* START Source data *

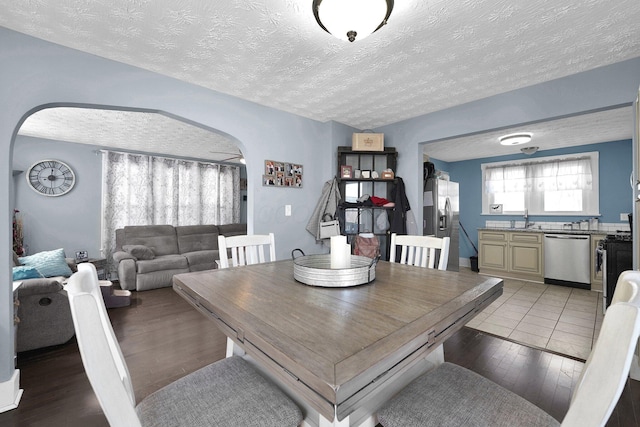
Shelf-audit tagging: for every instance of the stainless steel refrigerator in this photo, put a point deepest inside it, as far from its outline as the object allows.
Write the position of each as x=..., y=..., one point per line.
x=441, y=210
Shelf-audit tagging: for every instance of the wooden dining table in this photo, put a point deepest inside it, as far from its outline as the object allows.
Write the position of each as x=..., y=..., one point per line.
x=340, y=352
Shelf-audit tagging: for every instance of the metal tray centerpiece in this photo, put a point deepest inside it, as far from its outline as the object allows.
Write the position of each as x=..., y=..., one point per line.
x=315, y=270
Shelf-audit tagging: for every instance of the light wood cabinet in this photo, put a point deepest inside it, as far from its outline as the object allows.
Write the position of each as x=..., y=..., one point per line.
x=525, y=253
x=516, y=253
x=492, y=250
x=596, y=276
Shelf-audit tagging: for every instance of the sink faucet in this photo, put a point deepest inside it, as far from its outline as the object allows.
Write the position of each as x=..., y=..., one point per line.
x=527, y=224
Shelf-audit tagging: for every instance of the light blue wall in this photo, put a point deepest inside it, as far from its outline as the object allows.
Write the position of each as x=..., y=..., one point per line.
x=72, y=221
x=601, y=88
x=616, y=197
x=36, y=74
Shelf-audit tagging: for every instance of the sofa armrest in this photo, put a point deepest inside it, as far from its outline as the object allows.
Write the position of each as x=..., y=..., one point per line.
x=122, y=255
x=39, y=286
x=71, y=262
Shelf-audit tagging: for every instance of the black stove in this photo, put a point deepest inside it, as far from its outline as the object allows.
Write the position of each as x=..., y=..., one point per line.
x=618, y=258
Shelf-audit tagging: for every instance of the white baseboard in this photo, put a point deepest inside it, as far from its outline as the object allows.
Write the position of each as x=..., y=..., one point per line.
x=10, y=392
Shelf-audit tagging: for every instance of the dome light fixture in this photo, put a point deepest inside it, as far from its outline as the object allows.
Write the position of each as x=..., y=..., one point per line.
x=515, y=138
x=529, y=150
x=348, y=19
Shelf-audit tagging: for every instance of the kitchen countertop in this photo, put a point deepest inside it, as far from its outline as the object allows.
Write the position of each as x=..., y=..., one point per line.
x=535, y=229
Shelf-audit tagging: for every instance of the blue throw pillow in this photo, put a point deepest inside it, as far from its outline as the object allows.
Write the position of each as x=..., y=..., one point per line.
x=48, y=263
x=23, y=272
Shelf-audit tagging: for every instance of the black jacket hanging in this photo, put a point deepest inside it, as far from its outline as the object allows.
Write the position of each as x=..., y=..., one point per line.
x=399, y=220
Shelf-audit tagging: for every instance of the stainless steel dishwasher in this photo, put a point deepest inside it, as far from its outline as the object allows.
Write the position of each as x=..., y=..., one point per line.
x=567, y=258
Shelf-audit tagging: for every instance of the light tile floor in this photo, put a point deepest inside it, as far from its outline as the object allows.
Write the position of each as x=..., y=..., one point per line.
x=556, y=318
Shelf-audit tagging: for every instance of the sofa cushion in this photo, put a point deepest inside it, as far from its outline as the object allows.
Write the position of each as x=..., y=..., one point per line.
x=139, y=251
x=23, y=272
x=160, y=238
x=202, y=260
x=166, y=262
x=192, y=238
x=48, y=263
x=233, y=229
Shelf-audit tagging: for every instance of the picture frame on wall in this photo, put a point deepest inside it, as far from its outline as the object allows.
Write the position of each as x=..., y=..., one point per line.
x=282, y=174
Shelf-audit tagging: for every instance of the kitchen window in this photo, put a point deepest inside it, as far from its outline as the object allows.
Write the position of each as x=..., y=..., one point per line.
x=558, y=185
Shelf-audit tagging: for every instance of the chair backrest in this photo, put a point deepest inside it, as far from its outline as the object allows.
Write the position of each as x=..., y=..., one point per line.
x=421, y=251
x=627, y=288
x=101, y=355
x=605, y=373
x=246, y=249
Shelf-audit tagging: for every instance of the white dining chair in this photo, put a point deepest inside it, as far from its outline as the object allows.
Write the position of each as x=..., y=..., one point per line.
x=451, y=395
x=628, y=290
x=421, y=251
x=246, y=249
x=226, y=393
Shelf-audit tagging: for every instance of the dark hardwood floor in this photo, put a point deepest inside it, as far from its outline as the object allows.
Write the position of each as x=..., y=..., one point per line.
x=163, y=338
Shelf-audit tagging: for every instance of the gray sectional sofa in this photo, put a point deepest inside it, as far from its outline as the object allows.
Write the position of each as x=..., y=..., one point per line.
x=148, y=256
x=44, y=313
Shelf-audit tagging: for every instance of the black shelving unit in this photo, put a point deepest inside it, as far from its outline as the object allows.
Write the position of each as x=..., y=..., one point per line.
x=367, y=219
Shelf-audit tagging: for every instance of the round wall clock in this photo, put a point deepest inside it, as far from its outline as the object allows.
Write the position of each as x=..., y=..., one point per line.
x=51, y=178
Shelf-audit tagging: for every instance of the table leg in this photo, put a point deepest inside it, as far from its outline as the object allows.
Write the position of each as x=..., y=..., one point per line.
x=371, y=421
x=323, y=422
x=437, y=355
x=232, y=349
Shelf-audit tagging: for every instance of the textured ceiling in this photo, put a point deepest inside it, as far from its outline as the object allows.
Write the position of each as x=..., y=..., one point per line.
x=131, y=131
x=432, y=55
x=592, y=128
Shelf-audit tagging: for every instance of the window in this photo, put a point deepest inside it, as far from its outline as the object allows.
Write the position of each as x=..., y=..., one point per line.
x=139, y=189
x=559, y=185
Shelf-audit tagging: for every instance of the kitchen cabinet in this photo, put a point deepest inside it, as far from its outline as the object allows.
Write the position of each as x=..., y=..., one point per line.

* END Source data *

▸ **What the task requires**
In every line above, change "Shelf-audit tagging" to "Room-survey tagging" and leave everything else as it is. Don't include the pictures.

▸ **Response to this exercise**
Room-survey tagging: for every instance of the stainless steel refrigerator in this photo, put a point deepest inside it, as far from its outline as the object allows.
Write the position of each as x=..., y=..., one point per line.
x=441, y=210
Room-survey tagging: for every instance of the wooden dining table in this photo, put a point deepest inside it, as far from its outline as the object allows.
Write the position of each as x=..., y=..., one point per line.
x=340, y=352
Room-survey tagging: for every instance of the metal tray centerpiece in this photo, put a point deepest inside it, as far from its outline as the object allows.
Write the position of each as x=..., y=..., one point per line.
x=315, y=270
Room-survey tagging: for every instance of the light wood cabinet in this photo, put a point deepest inside it, as far from its outline as the object allows.
Write the position of each as x=..., y=..., one point per line.
x=525, y=253
x=516, y=253
x=492, y=250
x=596, y=276
Room-survey tagging: for every instance of the sink faucet in this photo, put a point deepest inside it, as far from its outline as the object allows.
Write the position of each as x=..., y=..., one point per line.
x=527, y=224
Room-survey tagging: for every instance of the light blue wall in this photo, put a point deepest inside it, as far from its outline as the object allows.
Write the position of each as x=..., y=..., one point per line.
x=72, y=221
x=601, y=88
x=616, y=197
x=36, y=74
Room-survey tagging: for every instance of the sofa armrest in this photo, put a point deepest inside it, as far from its outline as the object allows.
Write the position of each as x=..., y=..., one point per line.
x=122, y=255
x=39, y=286
x=71, y=262
Room-survey tagging: for every instance of the black stove in this photo, put a point deepest inside it, as far from its outline as the object allows.
Write the position of each as x=..., y=..., one point per line.
x=618, y=258
Room-survey tagging: for every instance of the white baseboard in this photo, put a point deepest inside it, as far from its outline as the object allows.
Write the position of each as x=..., y=..., one point per line.
x=10, y=392
Room-survey tagging: for every instance of the dome light fixture in this photo, put a point deepest inside it, as far from its outline as the object allows.
Write the position of each as x=..., y=..., one point per line.
x=515, y=138
x=529, y=150
x=348, y=19
Room-survey tagging: for every instance of the kitchen countertop in this photo, put a point deepest inside it, as far from its outline as the object allows.
Write the position of each as x=..., y=..., one point per line.
x=535, y=229
Room-survey tagging: for every instance of the blue throw pillow in this photo, put a point deepest inside it, as far from its outline as the object allows.
Write the position of each as x=..., y=..., one point per line.
x=48, y=263
x=23, y=272
Room-survey tagging: for every instance of the black jacket hanging in this photo, put a point deepest inside it, as far from its outline as the object allows.
Write the position of each as x=..., y=..., one point per line.
x=399, y=220
Room-survey tagging: for every instance of the stainless steel dishwasher in this photo, put a point deepest inside it, as far from its outline as the object allows.
Write the position of each as x=..., y=..., one point per line.
x=567, y=258
Room-survey tagging: for every instance of the light tile floor in this photo, put a point deepest inside it, as far from its outline as the object allows.
Write the position of each as x=..., y=..., one point per line.
x=556, y=318
Room-survey tagging: for every instance of the sofa cushion in this photo, put a point deepest inside it, as far from its outline as the object allows.
Write the position of each as x=..., y=..., one point per line.
x=139, y=251
x=23, y=272
x=160, y=238
x=202, y=260
x=166, y=262
x=192, y=238
x=48, y=263
x=233, y=229
Room-survey tagging: for every instance of the picture frame on wall in this photo, put a point deepest inside it, as far from its outline as the object allows.
Write the position of each as x=..., y=..., one point per line.
x=282, y=174
Room-survey tagging: for every instance of the kitchen window in this photo, put a point deepest inside it, as far from its outline as the object allows.
Write the position of each as x=..., y=..., one point per line.
x=558, y=185
Room-survey tagging: for every instance of the chair backrest in this photo, put a point deepest inside it, as far from its outline as the object allows.
Write the position of each as x=..., y=..., one point per line.
x=421, y=251
x=627, y=288
x=101, y=355
x=605, y=373
x=246, y=249
Room-survey tagging: for every instance of the white dining chair in this photo, put a point deepest inside it, as far from its outline as the object allows.
Write the position of each as x=..., y=..., one point per line.
x=451, y=395
x=628, y=290
x=421, y=251
x=246, y=249
x=226, y=393
Room-survey tagging: for every instance of the dark hardwood floor in this photo, put a point deepest inside it, as far from its outline as the object allows.
Write the position of each as x=..., y=..., one point per line.
x=163, y=338
Room-survey tagging: for every instance of the gray sectional sofa in this photo, put a point deepest inside it, as far from its outline as the object allows.
Write the position of each as x=..., y=..., one point per line.
x=148, y=256
x=44, y=313
Room-survey tagging: for every instance of the black shelving unit in this photo, put a point deepest inside it, as far from its outline as the object allows.
Write the position of each as x=..., y=..., one point per line.
x=367, y=219
Room-survey tagging: for every instance of the round wall clock in this photo, put a point deepest inside it, as far from its outline as the object allows.
Write the position of each as x=..., y=..., one point per line.
x=51, y=178
Room-survey tagging: for every instance of the table leg in this photo, put a point deepest inside it, as far from its outline as the object allows.
Write the position of each as x=..., y=..., one point per line.
x=371, y=421
x=323, y=422
x=437, y=355
x=232, y=349
Room-survey tagging: for every instance of the textured ceiling in this photo, put a point deepest inside it, as far from its outline as the object allows.
Write the position of each as x=..., y=..., one point per line.
x=131, y=131
x=432, y=55
x=592, y=128
Room-survey tagging: for every instance of the window in this photo, put a point deepest inside it, as far from its outline as the object allows.
Write the position of each as x=..., y=..., one point per line.
x=139, y=189
x=559, y=185
Room-survey tagging: for every instance of the kitchen cabinet in this photo, put a point deepest inside it, as far from its outline as the object allows.
Write the position of each as x=..., y=..., one point per line.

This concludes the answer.